Aim of the task => Print the listing in full, with no character changed.

Available records =>
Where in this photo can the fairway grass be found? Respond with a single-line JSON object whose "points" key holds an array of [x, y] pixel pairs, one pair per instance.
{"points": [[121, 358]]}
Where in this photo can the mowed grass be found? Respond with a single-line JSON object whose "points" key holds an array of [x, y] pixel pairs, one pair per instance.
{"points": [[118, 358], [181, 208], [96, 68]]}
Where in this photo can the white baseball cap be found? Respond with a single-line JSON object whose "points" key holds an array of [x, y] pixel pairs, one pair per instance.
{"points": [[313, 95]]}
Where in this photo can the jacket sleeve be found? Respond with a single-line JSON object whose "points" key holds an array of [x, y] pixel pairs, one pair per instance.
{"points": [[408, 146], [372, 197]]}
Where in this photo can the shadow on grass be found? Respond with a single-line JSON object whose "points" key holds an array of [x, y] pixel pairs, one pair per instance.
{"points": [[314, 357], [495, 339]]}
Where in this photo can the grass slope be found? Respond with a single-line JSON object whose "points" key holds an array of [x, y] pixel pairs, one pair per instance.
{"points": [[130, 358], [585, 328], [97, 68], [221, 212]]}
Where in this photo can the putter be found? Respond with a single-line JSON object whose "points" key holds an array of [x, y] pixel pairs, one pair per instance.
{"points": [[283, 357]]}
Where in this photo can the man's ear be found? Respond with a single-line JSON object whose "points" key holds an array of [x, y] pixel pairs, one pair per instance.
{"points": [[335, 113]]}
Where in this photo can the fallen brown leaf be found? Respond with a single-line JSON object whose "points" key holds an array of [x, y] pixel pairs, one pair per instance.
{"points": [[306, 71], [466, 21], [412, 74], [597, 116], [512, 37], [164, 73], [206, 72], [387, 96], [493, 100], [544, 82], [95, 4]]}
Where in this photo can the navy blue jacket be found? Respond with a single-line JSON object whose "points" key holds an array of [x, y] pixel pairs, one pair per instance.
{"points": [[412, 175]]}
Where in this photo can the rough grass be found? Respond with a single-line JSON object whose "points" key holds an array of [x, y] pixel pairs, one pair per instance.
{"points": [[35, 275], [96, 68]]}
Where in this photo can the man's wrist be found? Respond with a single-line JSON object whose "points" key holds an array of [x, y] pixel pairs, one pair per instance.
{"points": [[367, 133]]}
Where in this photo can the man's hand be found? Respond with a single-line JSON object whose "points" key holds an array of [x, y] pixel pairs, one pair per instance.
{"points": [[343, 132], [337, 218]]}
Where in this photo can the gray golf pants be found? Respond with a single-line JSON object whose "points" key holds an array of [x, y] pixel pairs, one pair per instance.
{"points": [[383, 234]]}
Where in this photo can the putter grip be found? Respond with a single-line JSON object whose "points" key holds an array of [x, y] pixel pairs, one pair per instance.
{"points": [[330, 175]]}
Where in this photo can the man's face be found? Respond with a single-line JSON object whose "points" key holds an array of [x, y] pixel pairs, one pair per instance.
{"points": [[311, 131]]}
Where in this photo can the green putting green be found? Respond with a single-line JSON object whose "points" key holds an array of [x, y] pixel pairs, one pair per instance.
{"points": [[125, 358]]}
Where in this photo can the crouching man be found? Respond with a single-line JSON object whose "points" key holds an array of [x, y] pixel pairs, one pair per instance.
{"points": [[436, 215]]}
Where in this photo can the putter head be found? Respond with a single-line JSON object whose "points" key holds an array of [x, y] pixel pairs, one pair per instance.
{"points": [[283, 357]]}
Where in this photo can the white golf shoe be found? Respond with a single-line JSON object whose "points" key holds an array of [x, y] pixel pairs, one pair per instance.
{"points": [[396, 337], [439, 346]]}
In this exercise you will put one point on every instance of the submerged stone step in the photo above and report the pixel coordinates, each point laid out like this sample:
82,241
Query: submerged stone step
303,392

Output of the exercise =>
Where in this photo can the fairway grass be found? Respond with a single-line JSON object whose "points" key holds an array of [x, y] pixel pairs, one pair per instance.
{"points": [[121, 358]]}
Where in this photo can the mowed grass be found? Respond with a single-line JSON object whose "points" key holds an array of [x, y] pixel pairs, one pair per instance.
{"points": [[118, 358], [181, 208], [96, 68]]}
Where in this photo can the white baseball cap be found? Respond with a single-line JSON object whose "points" key holds an array of [x, y] pixel pairs, one pair per instance.
{"points": [[313, 95]]}
Where in this photo can the jacket sleeve be found? Respond with a single-line JSON object whose "points" key holds an array of [x, y] pixel pairs, one pair per instance.
{"points": [[408, 146], [372, 197]]}
Where in this photo can the shadow on grass be found? Respond with a single-line JSON object whose "points" key holds an array of [x, y] pixel pairs, one pair per instance.
{"points": [[314, 357], [495, 339]]}
Where in this photo can the grass slope be found? Respond with a single-line JSON object whose "points" key holds an array of [x, y] pixel pairs, one pair per instance.
{"points": [[130, 358], [585, 328], [97, 68], [221, 212]]}
Where in this photo can the putter be found? Respond with a single-line JSON object whose "points" key holds an array of [x, y] pixel pairs, one pair per instance.
{"points": [[283, 357]]}
Where in this photo can the man's ear be found? Respond with a single-line JSON object whose "points" key holds an array of [x, y] pixel pairs, one pair per instance.
{"points": [[335, 113]]}
Where in this photo can the fallen brown leaf be found? Respond with a single-line JSON object whose "points" key holds an array of [x, y] pixel pairs, one pair per instance.
{"points": [[306, 71], [466, 21], [412, 74], [597, 116], [512, 37], [164, 73], [206, 72], [387, 96], [493, 100], [544, 82], [95, 4]]}
Where in this photo can the navy blue jacket be found? Respond with a single-line JSON object whose "points" key holds an array of [x, y] pixel pairs, one pair per instance.
{"points": [[412, 175]]}
Where in this photo can the rough grass be found? Respond with a single-line JSON object whose "points" key holds an array of [x, y] pixel pairs, one pair per instance.
{"points": [[35, 275], [96, 68]]}
Where in this photo can the man's wrist be found? Respond with a single-line JSON object whose "points" key holds an array of [x, y] pixel pairs, one pair per instance.
{"points": [[367, 133]]}
Where in this photo can the man's hand be found? Respond with a single-line JSON object whose "points" key holds an array of [x, y] pixel pairs, one pair per instance.
{"points": [[343, 132], [337, 218]]}
Where in this photo can the gray golf pants be found? Respond with a single-line JSON object whose "points" key holds an array of [x, y] pixel pairs, one pair per instance.
{"points": [[383, 234]]}
Where in this photo can the putter grip be found? Respond with a single-line JSON object whose "points" key holds an array of [x, y] pixel pairs, one pair per instance.
{"points": [[330, 175]]}
Where in this photo can the man's face be found? Respond with a single-line JSON object whose "points" key holds an array of [x, y] pixel pairs, one pair per instance.
{"points": [[311, 131]]}
Where in this photo can the green putting green be found? Respond with a single-line JSON object whose "points" key holds an array of [x, y] pixel pairs, one pair per instance.
{"points": [[125, 358]]}
Where in this photo can the crouching man be found? Respond with a single-line JSON object whose "points" key holds an array of [x, y] pixel pairs, one pair per instance.
{"points": [[436, 215]]}
Where in this photo can the putter head be found? Respond with a single-line JSON object whose "points" key holds an array of [x, y] pixel pairs, one pair per instance.
{"points": [[283, 357]]}
Where in this photo can the white golf shoe be found? Respond with a single-line JSON object whose "points" key holds an array of [x, y] pixel pairs, one pair per instance.
{"points": [[396, 337], [439, 346]]}
In this exercise you will put one point on every instance of the submerged stone step in the photo above and report the pixel coordinates, each point laid out like this sample:
82,241
Query: submerged stone step
303,392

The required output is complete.